**GOAL**.
Quote each record exactly, please, leaving none out.
══ STORED RECORDS
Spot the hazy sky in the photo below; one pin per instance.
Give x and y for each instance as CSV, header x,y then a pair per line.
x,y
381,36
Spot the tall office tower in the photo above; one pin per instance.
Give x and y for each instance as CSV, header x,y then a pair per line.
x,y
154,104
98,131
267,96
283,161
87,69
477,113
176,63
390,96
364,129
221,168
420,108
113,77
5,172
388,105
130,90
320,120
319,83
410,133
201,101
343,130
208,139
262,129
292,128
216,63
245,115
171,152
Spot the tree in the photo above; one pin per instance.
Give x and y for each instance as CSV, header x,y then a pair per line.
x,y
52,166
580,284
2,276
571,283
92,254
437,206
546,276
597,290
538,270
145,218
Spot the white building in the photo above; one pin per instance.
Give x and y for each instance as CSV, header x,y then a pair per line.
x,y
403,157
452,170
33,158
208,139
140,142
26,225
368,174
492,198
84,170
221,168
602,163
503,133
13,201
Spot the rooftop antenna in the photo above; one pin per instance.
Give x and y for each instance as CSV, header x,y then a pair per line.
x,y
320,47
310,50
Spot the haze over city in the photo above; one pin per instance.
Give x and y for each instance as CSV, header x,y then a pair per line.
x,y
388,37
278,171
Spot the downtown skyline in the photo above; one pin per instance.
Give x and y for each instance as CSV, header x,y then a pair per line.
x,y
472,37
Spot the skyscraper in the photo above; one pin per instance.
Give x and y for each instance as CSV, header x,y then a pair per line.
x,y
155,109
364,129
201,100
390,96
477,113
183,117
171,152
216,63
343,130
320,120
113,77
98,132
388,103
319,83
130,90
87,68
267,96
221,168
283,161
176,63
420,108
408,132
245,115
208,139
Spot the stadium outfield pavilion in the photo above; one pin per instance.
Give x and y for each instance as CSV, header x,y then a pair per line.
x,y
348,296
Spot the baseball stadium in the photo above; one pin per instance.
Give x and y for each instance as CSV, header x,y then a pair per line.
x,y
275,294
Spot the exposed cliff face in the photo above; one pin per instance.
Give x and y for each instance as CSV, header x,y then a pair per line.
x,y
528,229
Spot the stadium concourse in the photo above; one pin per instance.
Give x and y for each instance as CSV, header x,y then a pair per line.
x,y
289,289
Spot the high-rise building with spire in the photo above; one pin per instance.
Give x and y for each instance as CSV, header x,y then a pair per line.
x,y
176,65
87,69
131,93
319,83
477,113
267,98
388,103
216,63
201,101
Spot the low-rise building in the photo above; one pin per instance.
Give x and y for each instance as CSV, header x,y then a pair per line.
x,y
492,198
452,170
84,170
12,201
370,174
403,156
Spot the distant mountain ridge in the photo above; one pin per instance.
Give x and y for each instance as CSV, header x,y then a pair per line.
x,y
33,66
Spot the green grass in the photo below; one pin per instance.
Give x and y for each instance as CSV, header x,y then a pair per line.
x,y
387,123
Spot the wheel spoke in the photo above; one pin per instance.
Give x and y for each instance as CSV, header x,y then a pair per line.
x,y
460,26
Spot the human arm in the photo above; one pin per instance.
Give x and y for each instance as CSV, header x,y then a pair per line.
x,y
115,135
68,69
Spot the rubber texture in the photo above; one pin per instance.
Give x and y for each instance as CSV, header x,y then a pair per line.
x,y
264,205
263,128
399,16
════
**EXERCISE RESPONSE**.
Spot the hazy sky in the photo below; one pin per instance.
Give x and y for each instance as CSV, header x,y then a pair per line.
x,y
381,36
Spot the tall office tower in the photo above; one pin per instance.
Give x and y for each instance as CSV, header x,y then a pair per line.
x,y
154,104
98,131
267,96
283,161
87,69
477,113
176,63
390,96
364,129
221,168
420,108
113,77
5,172
388,105
130,90
320,120
319,83
410,133
201,101
343,130
208,139
262,129
292,128
216,63
245,115
171,152
Spot the tree in the photo above; one pin per instance.
Give x and y for each instance as CSV, header x,y then a pair per line.
x,y
52,166
580,284
2,276
571,283
92,254
437,206
546,276
597,290
538,270
145,218
Spot the white building in the photo above; one pin per instance.
Give x and y for each instance as CSV, header x,y then a pair per line.
x,y
403,157
452,170
33,158
208,139
140,142
26,225
368,174
492,198
84,170
221,168
602,163
503,133
13,201
Spot the rooftop antenna in the photo above; one pin per instance.
Give x and y for each instance as CSV, header x,y then a pair per line.
x,y
320,47
310,50
Spot the haze over city in the photo above; one pin per instance.
Give x and y for each instance as CSV, header x,y then a pair per line.
x,y
388,37
278,171
Spot the downtown skyline in the photo above; one pin per instance.
Give x and y for each instance as CSV, header x,y then a pair per line.
x,y
472,37
Spot the skyscraper in the photo above; one pin per instance.
Give x and y for each instance as CSV, header x,y then a pair per line.
x,y
155,109
364,129
201,100
390,96
477,113
183,117
171,152
216,63
343,130
320,120
113,77
98,132
388,103
319,83
130,90
87,68
267,96
221,168
283,161
176,63
420,108
408,132
245,115
208,139
Spot the stadium outfield pavilion in the photo above; one pin per instance.
Give x and y for each instance as CSV, header x,y then a pair per line.
x,y
348,296
Spot the baseball stadium in the photo above; one pin per instance.
Give x and y for each instance as CSV, header x,y then a pair per line.
x,y
275,294
Spot the exposed cliff face in the photo above; one pin per instance.
Give x and y for each instance as CSV, header x,y then a pair per line.
x,y
528,229
Spot the stadium concourse in the photo above; one pin per instance.
Give x and y for each instance as CSV, header x,y then a pair per line.
x,y
289,289
Spot the high-rise building with spire in the photo above; one pin per instance.
Give x and y for each instance as CSV, header x,y then a pair per line.
x,y
176,65
87,69
131,93
319,83
477,113
267,98
388,103
216,63
201,101
Spot the low-rise building in the photo above; one pin per instance.
Give x and y for each instance as CSV, header x,y then a pair per line.
x,y
492,198
452,170
84,170
12,201
370,174
403,156
Spot the distant mountain ridge in the photo above; one pin per instance.
Give x and y for each instance as CSV, header x,y then a pair per line.
x,y
33,66
Spot the green grass in the photo below; one pin per instance.
Give x and y for each instance as CSV, header x,y then a pair per line.
x,y
387,123
Spot the wheel spoke in the photo above; one pin per instance.
Give x and y for each instance as CSV, header x,y then a pair per line.
x,y
460,26
Spot the human arm in the photo above; one pin per instance.
Give x and y for each instance as CSV, header x,y then a pair per line.
x,y
115,135
68,69
Spot the rubber texture in the photo above; one pin per instance.
Give x and y for each instance as CSV, header x,y then a pair per line.
x,y
264,205
263,128
399,16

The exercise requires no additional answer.